Exercise brief - Copy out every line of the data below that contains the word "negative".

Data to examine below:

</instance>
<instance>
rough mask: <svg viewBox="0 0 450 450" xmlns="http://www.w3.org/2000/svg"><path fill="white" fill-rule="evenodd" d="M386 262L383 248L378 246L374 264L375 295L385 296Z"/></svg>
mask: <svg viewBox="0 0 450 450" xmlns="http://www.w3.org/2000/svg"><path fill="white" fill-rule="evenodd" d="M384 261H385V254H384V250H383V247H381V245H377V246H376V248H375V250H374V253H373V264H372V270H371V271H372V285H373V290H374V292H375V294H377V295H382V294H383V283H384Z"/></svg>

End of Data to examine.
Data to examine below:

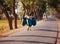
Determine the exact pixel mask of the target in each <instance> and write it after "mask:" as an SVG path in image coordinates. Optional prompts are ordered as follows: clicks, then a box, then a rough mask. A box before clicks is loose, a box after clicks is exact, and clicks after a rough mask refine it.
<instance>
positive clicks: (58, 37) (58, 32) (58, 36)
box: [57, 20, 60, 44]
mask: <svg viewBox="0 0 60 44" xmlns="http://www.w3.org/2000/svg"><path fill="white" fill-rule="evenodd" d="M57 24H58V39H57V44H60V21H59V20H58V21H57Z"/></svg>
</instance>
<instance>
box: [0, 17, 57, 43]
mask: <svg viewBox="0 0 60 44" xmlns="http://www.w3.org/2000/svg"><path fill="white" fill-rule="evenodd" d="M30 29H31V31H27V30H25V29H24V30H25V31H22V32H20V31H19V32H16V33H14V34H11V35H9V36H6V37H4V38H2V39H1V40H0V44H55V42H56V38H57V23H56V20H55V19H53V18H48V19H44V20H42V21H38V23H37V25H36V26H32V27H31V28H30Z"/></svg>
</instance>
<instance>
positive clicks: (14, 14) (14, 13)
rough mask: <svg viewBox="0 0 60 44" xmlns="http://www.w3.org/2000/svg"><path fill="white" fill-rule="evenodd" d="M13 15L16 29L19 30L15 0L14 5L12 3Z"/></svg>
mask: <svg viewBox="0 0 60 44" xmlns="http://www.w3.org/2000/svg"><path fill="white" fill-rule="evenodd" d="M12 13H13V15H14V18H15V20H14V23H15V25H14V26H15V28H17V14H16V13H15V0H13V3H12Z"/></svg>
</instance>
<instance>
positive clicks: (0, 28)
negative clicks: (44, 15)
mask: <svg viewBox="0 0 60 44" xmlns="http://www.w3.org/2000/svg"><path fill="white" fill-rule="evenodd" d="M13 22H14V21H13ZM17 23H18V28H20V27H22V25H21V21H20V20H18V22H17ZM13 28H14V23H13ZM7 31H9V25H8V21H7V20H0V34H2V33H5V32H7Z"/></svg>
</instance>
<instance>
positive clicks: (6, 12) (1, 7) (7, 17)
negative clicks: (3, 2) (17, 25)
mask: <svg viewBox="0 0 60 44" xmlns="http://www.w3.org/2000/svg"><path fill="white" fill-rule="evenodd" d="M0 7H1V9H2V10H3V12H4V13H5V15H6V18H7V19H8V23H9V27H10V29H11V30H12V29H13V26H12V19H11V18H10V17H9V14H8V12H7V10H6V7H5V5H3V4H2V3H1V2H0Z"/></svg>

End of Data to examine.
Data to examine below:

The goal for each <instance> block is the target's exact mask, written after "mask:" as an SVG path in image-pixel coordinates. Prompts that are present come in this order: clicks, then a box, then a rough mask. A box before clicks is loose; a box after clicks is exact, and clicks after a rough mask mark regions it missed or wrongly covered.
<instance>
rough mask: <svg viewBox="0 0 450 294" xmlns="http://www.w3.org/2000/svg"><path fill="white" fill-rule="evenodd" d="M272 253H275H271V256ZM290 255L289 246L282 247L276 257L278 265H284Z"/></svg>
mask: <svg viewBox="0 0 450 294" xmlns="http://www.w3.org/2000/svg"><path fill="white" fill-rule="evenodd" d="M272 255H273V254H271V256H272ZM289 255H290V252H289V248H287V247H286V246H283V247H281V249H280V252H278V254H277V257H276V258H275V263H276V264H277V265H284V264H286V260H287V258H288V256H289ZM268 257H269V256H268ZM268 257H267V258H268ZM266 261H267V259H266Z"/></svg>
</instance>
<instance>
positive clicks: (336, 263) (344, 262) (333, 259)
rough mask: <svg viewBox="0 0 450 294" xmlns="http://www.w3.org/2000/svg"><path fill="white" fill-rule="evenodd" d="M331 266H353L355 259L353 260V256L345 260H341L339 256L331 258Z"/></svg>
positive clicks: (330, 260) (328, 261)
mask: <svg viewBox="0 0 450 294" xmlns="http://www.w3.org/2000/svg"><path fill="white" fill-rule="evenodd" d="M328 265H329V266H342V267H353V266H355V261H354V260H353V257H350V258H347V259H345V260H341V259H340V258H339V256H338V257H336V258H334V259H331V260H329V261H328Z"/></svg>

End of Data to examine.

Response to this task -
negative clicks: (44, 15)
negative clicks: (3, 2) (17, 25)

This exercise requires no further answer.